# Written instruction:
Copy the line containing "form: x=177 y=476.", then all lines after it up to and including the final line of the material, exactly and without additions.

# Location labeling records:
▼
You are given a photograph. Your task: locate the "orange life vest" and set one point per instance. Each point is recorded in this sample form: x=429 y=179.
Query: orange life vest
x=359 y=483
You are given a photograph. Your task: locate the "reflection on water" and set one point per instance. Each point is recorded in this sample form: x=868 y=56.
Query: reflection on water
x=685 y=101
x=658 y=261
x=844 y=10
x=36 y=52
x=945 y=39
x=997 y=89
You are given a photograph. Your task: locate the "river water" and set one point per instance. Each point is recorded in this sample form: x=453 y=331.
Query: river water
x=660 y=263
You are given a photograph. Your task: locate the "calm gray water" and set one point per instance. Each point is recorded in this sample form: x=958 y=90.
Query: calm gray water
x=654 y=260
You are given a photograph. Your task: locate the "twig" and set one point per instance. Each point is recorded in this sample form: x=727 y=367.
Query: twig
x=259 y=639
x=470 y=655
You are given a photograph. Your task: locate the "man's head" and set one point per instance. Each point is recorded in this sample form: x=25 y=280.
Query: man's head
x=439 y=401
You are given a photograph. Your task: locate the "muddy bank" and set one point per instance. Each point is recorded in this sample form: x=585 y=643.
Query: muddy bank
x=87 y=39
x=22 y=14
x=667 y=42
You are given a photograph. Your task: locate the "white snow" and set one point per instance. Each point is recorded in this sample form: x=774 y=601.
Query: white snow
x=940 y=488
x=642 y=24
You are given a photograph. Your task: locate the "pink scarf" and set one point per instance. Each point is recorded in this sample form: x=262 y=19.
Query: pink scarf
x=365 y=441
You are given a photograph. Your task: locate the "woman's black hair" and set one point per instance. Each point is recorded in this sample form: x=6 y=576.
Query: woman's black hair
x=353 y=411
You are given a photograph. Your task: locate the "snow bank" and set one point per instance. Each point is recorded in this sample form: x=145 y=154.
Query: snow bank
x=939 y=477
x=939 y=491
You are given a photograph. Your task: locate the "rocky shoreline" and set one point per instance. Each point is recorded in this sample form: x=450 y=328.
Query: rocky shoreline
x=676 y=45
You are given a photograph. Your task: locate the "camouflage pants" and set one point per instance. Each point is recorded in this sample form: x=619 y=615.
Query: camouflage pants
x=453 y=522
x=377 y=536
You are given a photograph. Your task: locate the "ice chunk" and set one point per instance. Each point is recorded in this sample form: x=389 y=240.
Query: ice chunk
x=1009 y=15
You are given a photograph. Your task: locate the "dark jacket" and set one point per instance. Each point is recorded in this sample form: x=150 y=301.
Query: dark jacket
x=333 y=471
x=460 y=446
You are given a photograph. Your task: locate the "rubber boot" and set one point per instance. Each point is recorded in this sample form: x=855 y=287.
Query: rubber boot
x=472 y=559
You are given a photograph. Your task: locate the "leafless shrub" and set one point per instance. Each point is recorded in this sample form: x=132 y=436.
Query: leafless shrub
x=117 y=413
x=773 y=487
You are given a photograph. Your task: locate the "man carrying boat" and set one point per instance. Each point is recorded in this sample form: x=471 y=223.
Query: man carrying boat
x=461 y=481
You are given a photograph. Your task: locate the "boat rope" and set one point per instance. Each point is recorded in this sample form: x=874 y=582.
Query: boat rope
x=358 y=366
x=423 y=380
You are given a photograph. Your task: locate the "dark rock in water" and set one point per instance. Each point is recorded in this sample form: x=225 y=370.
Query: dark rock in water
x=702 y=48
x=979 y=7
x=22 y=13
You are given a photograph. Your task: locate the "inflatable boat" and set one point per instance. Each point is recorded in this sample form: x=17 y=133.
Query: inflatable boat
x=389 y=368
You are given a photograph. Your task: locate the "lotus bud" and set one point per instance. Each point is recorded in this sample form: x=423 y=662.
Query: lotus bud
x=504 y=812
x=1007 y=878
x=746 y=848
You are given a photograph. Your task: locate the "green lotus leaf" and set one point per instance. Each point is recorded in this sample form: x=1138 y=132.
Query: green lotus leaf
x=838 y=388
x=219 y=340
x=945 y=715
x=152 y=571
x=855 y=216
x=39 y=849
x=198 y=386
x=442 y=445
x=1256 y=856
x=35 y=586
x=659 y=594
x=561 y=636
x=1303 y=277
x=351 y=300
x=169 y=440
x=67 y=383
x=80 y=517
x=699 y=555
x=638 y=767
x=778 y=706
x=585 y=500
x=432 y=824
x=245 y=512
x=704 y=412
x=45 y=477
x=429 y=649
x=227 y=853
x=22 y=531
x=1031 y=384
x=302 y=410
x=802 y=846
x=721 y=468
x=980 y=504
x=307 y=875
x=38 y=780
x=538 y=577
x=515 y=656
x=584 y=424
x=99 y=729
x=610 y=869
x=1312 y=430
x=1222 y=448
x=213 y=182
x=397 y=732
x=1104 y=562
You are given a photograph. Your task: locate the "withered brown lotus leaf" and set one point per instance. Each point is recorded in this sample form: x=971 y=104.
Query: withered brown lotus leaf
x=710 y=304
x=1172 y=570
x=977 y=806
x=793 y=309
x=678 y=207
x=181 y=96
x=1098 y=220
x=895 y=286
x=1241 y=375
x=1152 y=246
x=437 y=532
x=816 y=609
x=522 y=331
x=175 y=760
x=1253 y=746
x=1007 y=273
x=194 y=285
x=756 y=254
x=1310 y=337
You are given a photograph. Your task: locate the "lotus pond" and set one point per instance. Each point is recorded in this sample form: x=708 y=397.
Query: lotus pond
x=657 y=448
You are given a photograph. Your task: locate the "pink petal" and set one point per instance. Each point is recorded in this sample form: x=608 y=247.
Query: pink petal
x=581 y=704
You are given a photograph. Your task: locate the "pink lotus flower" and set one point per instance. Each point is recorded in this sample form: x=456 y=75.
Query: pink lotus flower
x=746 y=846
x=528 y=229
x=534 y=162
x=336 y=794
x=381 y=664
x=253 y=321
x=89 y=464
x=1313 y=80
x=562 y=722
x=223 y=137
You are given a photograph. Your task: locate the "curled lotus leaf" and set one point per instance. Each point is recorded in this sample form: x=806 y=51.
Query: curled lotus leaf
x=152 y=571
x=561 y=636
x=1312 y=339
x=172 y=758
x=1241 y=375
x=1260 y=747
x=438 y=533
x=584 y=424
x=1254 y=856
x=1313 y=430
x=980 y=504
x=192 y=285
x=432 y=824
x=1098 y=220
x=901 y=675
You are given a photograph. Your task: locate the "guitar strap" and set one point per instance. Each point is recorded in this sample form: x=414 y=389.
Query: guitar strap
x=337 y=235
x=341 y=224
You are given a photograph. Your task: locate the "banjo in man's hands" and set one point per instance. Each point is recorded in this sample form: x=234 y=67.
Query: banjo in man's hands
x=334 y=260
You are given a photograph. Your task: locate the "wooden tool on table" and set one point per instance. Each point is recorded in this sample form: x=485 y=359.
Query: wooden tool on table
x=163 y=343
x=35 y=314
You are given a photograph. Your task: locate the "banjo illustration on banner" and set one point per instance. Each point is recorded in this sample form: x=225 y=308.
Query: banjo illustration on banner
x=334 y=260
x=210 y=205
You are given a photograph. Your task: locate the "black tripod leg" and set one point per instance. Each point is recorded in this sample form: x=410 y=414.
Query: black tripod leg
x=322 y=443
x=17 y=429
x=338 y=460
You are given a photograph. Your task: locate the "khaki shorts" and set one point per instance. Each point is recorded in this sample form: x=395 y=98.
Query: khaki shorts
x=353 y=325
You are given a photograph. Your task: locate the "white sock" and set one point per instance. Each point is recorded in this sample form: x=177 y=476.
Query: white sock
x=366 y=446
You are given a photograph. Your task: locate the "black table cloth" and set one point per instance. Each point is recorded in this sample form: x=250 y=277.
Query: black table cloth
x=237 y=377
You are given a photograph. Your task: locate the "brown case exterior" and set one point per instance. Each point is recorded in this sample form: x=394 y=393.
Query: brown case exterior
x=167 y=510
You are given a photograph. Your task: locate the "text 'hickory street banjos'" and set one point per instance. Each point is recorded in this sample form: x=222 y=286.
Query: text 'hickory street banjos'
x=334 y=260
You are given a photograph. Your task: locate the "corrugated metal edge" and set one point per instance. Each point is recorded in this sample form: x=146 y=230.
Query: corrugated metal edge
▲
# The response:
You are given a photograph. Your task: locate the "white sock" and set one point per instance. Each point is recorded in this sample form: x=177 y=476.
Query: white sock
x=366 y=446
You are given a photograph. Your task: locate the "black table cloth" and set one point per instance. Each point is recorded in this sample form: x=250 y=277.
Query: black table cloth
x=237 y=377
You are given a photograph. Your task: locate the "brown case exterior" and set one point per instance. Each point is recorded in this sample form: x=394 y=393.
Query: brown case exterior
x=167 y=510
You are given a photograph. Your task: locate the "text 'hickory street banjos'" and set one point per instance. Each point is recorded in this sample form: x=222 y=286.
Query: text 'hickory street banjos'
x=334 y=260
You are given a photograph. Your task: locate the "corrugated metal edge" and set one point per instance. Each point is recorded in this sample form: x=146 y=230.
Query: corrugated metal edge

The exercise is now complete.